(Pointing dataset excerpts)
********************

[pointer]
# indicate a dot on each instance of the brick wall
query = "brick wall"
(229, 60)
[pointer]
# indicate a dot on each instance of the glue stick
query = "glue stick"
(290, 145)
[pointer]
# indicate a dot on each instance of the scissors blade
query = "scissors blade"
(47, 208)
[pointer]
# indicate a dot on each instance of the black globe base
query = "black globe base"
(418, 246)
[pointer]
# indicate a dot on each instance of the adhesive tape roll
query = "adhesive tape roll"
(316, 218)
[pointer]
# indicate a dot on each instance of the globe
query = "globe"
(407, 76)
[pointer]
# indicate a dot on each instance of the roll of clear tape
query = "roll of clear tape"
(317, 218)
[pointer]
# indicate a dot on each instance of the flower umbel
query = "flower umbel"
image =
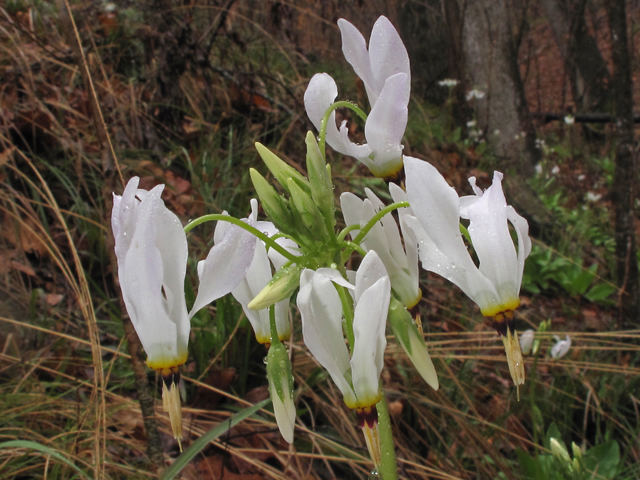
(151, 249)
(357, 376)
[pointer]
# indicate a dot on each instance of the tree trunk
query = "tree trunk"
(625, 175)
(587, 69)
(492, 63)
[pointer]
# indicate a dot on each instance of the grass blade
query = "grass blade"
(43, 449)
(197, 446)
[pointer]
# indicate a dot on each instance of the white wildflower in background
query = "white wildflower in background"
(448, 82)
(475, 93)
(593, 197)
(561, 347)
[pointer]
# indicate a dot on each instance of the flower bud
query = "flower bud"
(559, 451)
(407, 334)
(280, 376)
(281, 170)
(274, 205)
(319, 179)
(308, 211)
(284, 282)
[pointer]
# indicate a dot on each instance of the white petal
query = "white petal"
(368, 327)
(354, 48)
(436, 206)
(489, 232)
(321, 313)
(351, 207)
(524, 242)
(386, 124)
(225, 266)
(387, 54)
(258, 275)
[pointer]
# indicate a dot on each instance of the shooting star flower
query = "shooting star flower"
(384, 70)
(151, 249)
(495, 284)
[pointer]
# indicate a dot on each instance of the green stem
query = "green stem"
(356, 247)
(388, 467)
(272, 323)
(347, 309)
(228, 218)
(376, 218)
(325, 121)
(343, 233)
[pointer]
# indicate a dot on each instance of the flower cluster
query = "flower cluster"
(344, 314)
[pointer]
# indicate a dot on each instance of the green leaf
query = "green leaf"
(44, 449)
(603, 459)
(197, 446)
(553, 432)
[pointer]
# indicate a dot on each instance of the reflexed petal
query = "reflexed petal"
(470, 281)
(321, 313)
(354, 48)
(173, 247)
(387, 53)
(386, 124)
(284, 409)
(524, 242)
(489, 232)
(225, 266)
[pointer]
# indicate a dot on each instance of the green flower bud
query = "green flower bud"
(281, 286)
(308, 211)
(282, 171)
(560, 451)
(407, 333)
(274, 205)
(280, 377)
(319, 179)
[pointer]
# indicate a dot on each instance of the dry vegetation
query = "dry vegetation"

********************

| PROBLEM REQUIREMENTS |
Identify every line of the data above that holds the string "tape", treating uppercase and lowercase as different, and copy each of those lines.

| RESPONSE TO THIS TASK |
# indicate a dot on each instance of the adhesive tape roll
query = "adhesive tape roll"
# indicate a dot on each instance of the roll of clear tape
query = "roll of clear tape"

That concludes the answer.